[start EXCERPTED PASSAGE]

Sang, the Instructional

I have already suggested that one of the major ways in which namtar surpass Western hagiography is in their role as vehicles for specific instruction. This is because, being the biographies of tantric practitioners, they operate in ways similar to other tantric literature. One of the things we know about tantric literature in general is that, in it, things are not always as they seem. Intricate systems of symbolic correspondences are used, and ordinary language is called upon to function in an extraordinary way to suggest the richness, the taste, of a reality that is ultimately ineffable.

The “secret biography” of a siddha is said to describe that siddha’s meditative accomplishments, mystical visions, and other spiritual experiences. For many who work with this material, this amounts to saying that a secret biography simply presents descriptions of siddhis. In the judgment of some Western scholars, it is the inclusion of this kind of material that makes namtar “popular” compositions of dubious value. I would only suggest again that these assessments betray a narrow and elitist perspective that prevents such scholars from seeing that these texts can be, at the same time, both popular and profound.

Now it seems to me only natural that the biographies of siddhas should include some mention of siddhis, or magical powers, since the latter go hand-in-hand with the very definition of the former. Moreover, the inclusion of descriptions of siddhis not only testifies to the truth of the title “siddha” but enhances the siddha’s capacity to inspire. The importance attached to Padmasambhava’s ability to display such powers has already been noted. These six Geluk siddhas also, owing to their success in practice, are shown to have had these attainments.

[end EXCERPTED PASSAGE]
[start DATA EXCERPTS]

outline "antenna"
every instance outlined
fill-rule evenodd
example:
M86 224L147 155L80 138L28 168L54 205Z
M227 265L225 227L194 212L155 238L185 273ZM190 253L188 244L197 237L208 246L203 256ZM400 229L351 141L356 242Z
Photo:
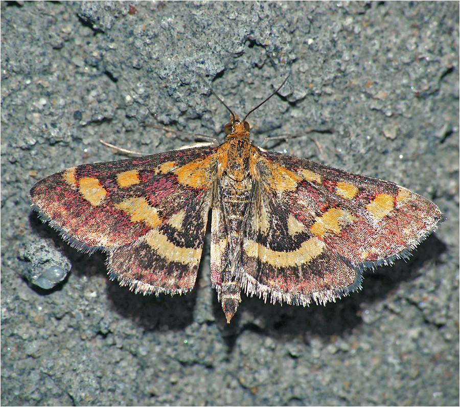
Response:
M203 76L203 75L202 75L199 72L197 72L197 73L198 75L200 76L200 77L203 80L203 81L204 82L206 82L206 79L204 79L204 77ZM286 83L286 81L287 81L288 79L289 79L289 75L288 75L288 76L286 77L286 79L285 79L284 81L283 81L283 83L280 85L280 86L278 87L278 88L277 89L277 90L275 91L272 94L271 94L271 95L270 95L268 98L267 98L267 99L266 99L263 102L262 102L261 103L259 103L259 104L258 105L257 105L257 106L256 106L254 109L252 109L251 110L250 110L250 111L249 111L249 112L248 113L248 114L244 117L244 119L243 119L243 120L242 120L242 121L243 122L245 122L245 121L246 121L246 119L247 119L247 117L248 117L249 115L250 115L251 113L252 113L252 112L254 110L255 110L256 109L258 109L259 107L260 107L260 106L261 106L264 103L265 103L265 102L266 102L267 100L268 100L268 99L269 99L272 96L273 96L273 95L274 95L277 92L278 92L278 91L279 91L282 87L283 87L283 85L284 85L284 84ZM225 104L225 103L224 102L224 101L223 101L220 98L219 98L219 97L217 96L217 94L213 90L213 88L211 87L211 85L209 84L208 83L208 88L209 89L210 91L211 91L211 93L212 93L213 95L214 95L217 98L217 100L218 100L219 102L220 102L220 103L222 103L224 106L225 106L225 107L227 108L227 110L228 110L228 111L230 112L230 114L232 115L232 124L234 124L234 123L235 123L235 114L232 111L232 109L231 109L228 106L227 106L227 105Z
M270 99L272 96L273 96L273 95L274 95L277 92L278 92L278 91L279 91L282 87L283 87L283 85L285 83L286 83L286 81L288 80L288 78L289 77L289 76L288 75L286 77L286 79L284 81L283 81L283 83L281 84L281 85L280 86L280 87L276 91L275 91L272 94L271 94L271 95L270 95L268 98L267 98L267 99L266 99L263 102L262 102L260 104L257 105L257 106L256 106L254 109L252 109L251 110L250 110L249 113L248 113L245 116L244 116L244 119L243 119L243 121L245 122L246 119L247 119L247 117L249 115L250 115L251 113L252 113L256 109L258 109L259 107L260 107L260 106L261 106L264 103L265 103L265 102L266 102L267 100L268 100L269 99Z
M213 90L213 88L211 87L211 84L207 83L208 81L204 78L204 77L203 76L203 75L202 75L199 72L197 72L197 74L198 74L198 76L201 78L201 79L202 79L203 81L206 83L206 84L208 85L208 89L209 89L209 90L211 91L211 93L213 95L214 95L216 98L217 98L217 100L219 102L220 102L221 103L222 103L224 106L225 106L225 107L227 108L227 110L228 110L228 111L230 112L230 114L232 115L232 123L235 123L235 114L232 111L232 109L224 103L224 101L220 98L219 98L217 96L217 94Z

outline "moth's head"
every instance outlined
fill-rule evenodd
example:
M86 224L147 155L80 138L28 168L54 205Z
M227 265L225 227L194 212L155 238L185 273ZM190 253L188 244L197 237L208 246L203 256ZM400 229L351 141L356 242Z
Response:
M228 123L224 126L224 132L225 135L238 134L240 136L246 135L248 137L249 130L249 123L246 120L240 120L238 115L235 112L231 112Z

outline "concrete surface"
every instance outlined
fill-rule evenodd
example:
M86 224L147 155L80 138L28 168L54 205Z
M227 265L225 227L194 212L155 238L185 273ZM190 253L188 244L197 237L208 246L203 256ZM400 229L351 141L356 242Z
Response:
M458 2L1 7L2 405L457 404ZM146 154L194 141L150 125L222 141L227 113L197 72L242 115L290 74L251 115L255 142L301 134L269 147L395 182L446 220L359 292L305 309L245 297L229 326L209 236L186 296L109 281L29 190L125 157L101 138ZM28 282L34 251L72 263L51 290Z

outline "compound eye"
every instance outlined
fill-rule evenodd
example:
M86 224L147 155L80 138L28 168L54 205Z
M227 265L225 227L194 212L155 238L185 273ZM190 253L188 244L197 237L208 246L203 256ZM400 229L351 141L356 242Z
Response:
M231 134L232 132L233 131L233 129L232 127L231 123L227 123L224 126L224 132L225 133L225 135L228 135L228 134Z

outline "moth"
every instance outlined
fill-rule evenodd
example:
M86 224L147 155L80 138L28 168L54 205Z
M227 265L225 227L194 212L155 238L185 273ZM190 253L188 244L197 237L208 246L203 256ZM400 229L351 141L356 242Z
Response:
M73 247L106 252L110 279L156 295L193 288L211 210L211 280L229 323L242 291L272 303L335 301L361 288L365 268L407 257L441 220L393 183L258 148L246 122L257 107L240 120L224 105L220 145L68 168L32 187L34 208Z

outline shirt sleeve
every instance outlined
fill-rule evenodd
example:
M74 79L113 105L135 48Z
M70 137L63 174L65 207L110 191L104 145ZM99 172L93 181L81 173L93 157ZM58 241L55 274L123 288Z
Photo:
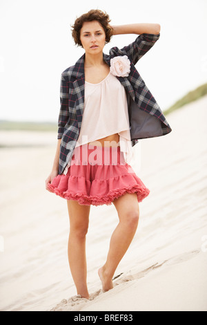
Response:
M58 139L62 138L68 118L68 82L62 73L60 85L60 110L58 118Z
M159 39L160 33L155 34L141 34L136 38L135 41L130 44L124 46L123 48L114 47L110 50L110 54L117 55L127 55L133 64L143 57Z

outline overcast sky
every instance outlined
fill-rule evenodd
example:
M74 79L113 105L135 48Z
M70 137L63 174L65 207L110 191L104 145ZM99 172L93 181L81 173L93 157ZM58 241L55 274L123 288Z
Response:
M90 9L112 25L161 25L136 68L163 111L207 82L206 0L0 0L0 119L57 121L61 74L84 53L70 25ZM104 53L135 38L114 36Z

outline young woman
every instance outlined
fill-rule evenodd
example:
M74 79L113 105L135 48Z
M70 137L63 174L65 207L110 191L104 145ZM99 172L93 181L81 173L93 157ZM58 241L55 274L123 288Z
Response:
M67 200L68 260L77 294L89 298L86 235L90 205L115 205L119 223L99 270L103 291L137 230L139 203L149 189L128 162L138 139L171 131L154 97L135 68L159 37L158 24L110 26L108 15L93 10L72 26L84 55L61 75L58 143L46 187ZM103 53L112 35L137 34L130 45ZM95 159L95 157L97 159ZM101 226L101 225L100 225Z

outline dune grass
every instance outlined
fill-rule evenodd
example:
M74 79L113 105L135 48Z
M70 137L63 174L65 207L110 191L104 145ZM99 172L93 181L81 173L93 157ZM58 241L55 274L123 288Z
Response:
M184 96L180 100L177 100L172 106L169 107L169 109L164 111L164 114L167 115L169 113L175 111L176 109L180 109L183 106L194 102L195 100L198 100L207 95L207 83L199 86L196 89L189 91L185 96Z

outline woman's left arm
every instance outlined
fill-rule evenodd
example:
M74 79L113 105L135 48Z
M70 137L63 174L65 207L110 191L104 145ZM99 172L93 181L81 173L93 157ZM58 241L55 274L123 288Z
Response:
M113 35L121 34L137 34L144 33L158 35L160 32L160 25L159 24L130 24L128 25L111 26L113 29Z

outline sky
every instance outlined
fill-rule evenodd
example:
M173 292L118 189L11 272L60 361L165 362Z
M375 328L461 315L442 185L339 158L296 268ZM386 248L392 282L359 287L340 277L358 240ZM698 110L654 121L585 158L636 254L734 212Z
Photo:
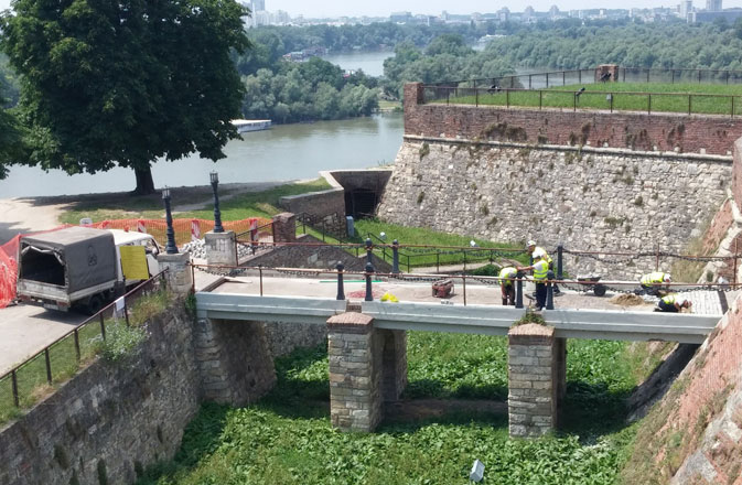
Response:
M266 0L266 10L275 12L284 10L290 15L303 14L308 18L325 17L388 17L391 12L408 11L412 13L440 14L443 10L449 13L491 13L503 7L512 12L521 12L527 6L537 11L547 11L553 4L560 10L594 9L594 8L647 8L647 7L675 7L680 0L510 0L510 1L484 1L484 0L364 0L364 1L337 1L337 0ZM0 10L9 8L10 0L0 0ZM723 0L723 8L742 8L742 0ZM705 0L693 0L693 7L702 9Z

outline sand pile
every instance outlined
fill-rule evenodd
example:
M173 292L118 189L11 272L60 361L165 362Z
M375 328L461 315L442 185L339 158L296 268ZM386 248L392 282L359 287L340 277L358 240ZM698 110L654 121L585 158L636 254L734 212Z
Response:
M617 294L609 301L613 304L621 306L638 306L646 303L644 299L638 294L631 294L631 293Z

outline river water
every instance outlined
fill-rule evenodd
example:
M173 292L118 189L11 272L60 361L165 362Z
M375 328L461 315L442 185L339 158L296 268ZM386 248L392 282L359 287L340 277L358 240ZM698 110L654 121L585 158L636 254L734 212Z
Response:
M207 185L216 170L222 183L313 179L320 170L365 169L394 163L402 142L400 114L374 115L341 121L278 125L243 134L225 147L226 159L213 163L197 155L152 165L157 187ZM0 198L126 192L136 186L133 171L112 169L96 174L67 175L54 170L13 166L0 181Z

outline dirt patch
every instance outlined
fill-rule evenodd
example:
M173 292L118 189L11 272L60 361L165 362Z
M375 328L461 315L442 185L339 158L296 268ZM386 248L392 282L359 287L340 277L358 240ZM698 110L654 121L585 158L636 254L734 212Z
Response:
M388 422L420 421L451 413L507 413L507 402L481 399L413 399L387 402L384 407Z
M616 294L611 300L609 300L609 302L621 306L639 306L647 304L647 302L645 302L642 297L631 293Z

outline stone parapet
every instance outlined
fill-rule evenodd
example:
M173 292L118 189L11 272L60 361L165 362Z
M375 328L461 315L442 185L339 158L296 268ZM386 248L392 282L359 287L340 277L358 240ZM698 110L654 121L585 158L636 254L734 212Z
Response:
M206 263L213 266L237 266L237 244L234 230L204 235Z
M186 294L193 289L193 272L191 271L191 257L187 252L158 255L160 270L168 269L165 278L168 288L179 294Z
M273 242L293 242L297 240L297 216L281 213L273 216Z
M560 348L551 326L526 324L508 333L508 423L510 436L538 438L557 427Z

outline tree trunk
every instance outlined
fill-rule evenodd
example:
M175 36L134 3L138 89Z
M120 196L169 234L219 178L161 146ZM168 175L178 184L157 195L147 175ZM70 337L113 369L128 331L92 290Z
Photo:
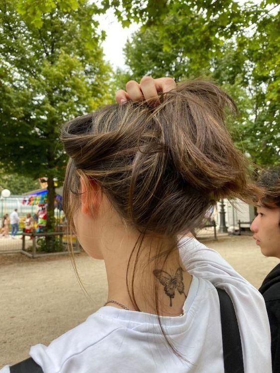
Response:
M47 208L47 223L46 229L47 232L54 231L54 201L55 188L52 175L48 175L48 199Z

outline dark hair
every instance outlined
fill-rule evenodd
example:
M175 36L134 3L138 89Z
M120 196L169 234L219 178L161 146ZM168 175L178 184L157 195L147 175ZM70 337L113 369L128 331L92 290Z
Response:
M269 209L280 207L280 166L263 170L258 180L258 185L265 188L261 203Z
M71 121L61 133L70 156L64 210L74 231L81 176L90 186L92 180L98 183L126 224L139 231L127 272L128 294L138 310L134 274L147 233L176 238L199 226L220 198L252 203L261 195L226 128L225 108L237 112L227 94L196 79L178 84L163 98L153 108L146 102L105 106ZM163 253L160 248L154 257L167 259L174 248ZM158 315L156 291L155 297Z

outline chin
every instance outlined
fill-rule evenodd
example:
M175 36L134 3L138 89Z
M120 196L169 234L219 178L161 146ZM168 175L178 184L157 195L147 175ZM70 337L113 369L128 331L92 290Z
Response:
M270 251L269 249L267 249L265 247L262 247L261 246L261 251L262 252L262 254L265 256L267 256L268 257L270 256L276 256L276 255L274 253L272 252L271 251Z

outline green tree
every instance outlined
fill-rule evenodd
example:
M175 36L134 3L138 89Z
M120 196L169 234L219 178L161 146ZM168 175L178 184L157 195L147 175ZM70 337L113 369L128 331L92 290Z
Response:
M0 193L3 189L8 189L11 194L22 194L39 188L39 181L28 176L7 174L0 171Z
M67 158L59 125L110 99L94 15L86 0L3 0L0 4L0 161L7 172L48 178L54 223L54 178Z
M151 1L135 0L132 6L107 2L115 4L120 20L143 16L145 22L124 49L130 78L150 75L177 81L213 78L240 109L240 117L231 124L236 144L259 165L279 162L280 24L276 2L241 6L233 1L172 0L161 2L157 9Z

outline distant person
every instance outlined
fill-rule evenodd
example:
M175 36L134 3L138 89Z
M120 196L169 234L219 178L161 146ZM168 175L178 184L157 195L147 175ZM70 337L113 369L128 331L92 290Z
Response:
M15 238L15 235L18 231L19 217L17 214L17 209L15 209L10 215L10 221L11 226L11 238Z
M38 214L36 214L36 213L34 213L34 214L33 214L33 217L32 217L32 218L33 218L33 222L34 222L35 223L36 223L36 224L37 224L37 223L38 223Z
M9 236L9 216L5 214L3 217L2 221L2 227L0 230L0 236L7 238Z
M157 106L150 99L166 79L146 77L124 92L143 95L141 104L107 105L64 126L64 211L85 251L104 261L107 298L0 373L271 373L261 295L187 236L217 199L259 193L225 125L234 103L211 82L167 81L172 90Z
M251 225L253 238L266 256L280 259L280 167L260 175L259 184L267 191L257 206ZM260 292L266 301L271 332L273 373L280 373L280 263L267 275Z
M24 232L25 233L32 233L34 228L34 220L31 216L31 214L28 213L26 214L26 217L24 221ZM32 237L30 236L30 239L32 239Z

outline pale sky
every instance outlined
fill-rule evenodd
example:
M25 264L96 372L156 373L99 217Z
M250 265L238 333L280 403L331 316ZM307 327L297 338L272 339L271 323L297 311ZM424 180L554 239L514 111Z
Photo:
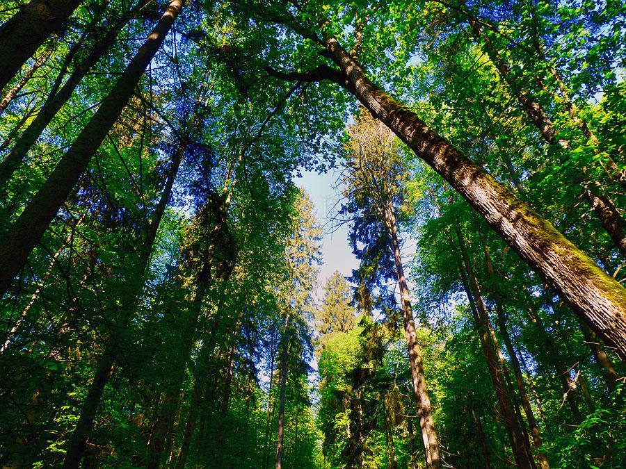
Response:
M332 170L324 174L306 171L303 172L303 177L294 181L296 186L309 192L315 204L318 220L323 228L323 263L320 266L319 277L319 298L323 295L326 279L332 272L339 270L342 275L348 277L352 274L352 269L358 267L358 261L348 245L348 226L339 228L337 226L337 211L341 206L337 203L341 197L338 193L339 190L335 187L338 174Z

[end DATA EXCERPTS]

* _REQUIREMENT 1_: List the things that, according to the passage on namtar, a siddha's "secret biography" is said to describe.
* _REQUIREMENT 2_:
Answer these questions from the passage on namtar:
(a) Namtar are the biographies of what kind of practitioners?
(b) What other term does the passage give for siddhis?
(c) How many Geluk siddhas are mentioned?

* _COMPLETE ANSWER 1_:
- Meditative accomplishments
- Mystical visions
- Other spiritual experiences

* _COMPLETE ANSWER 2_:
(a) Tantric practitioners.
(b) Magical powers.
(c) Six.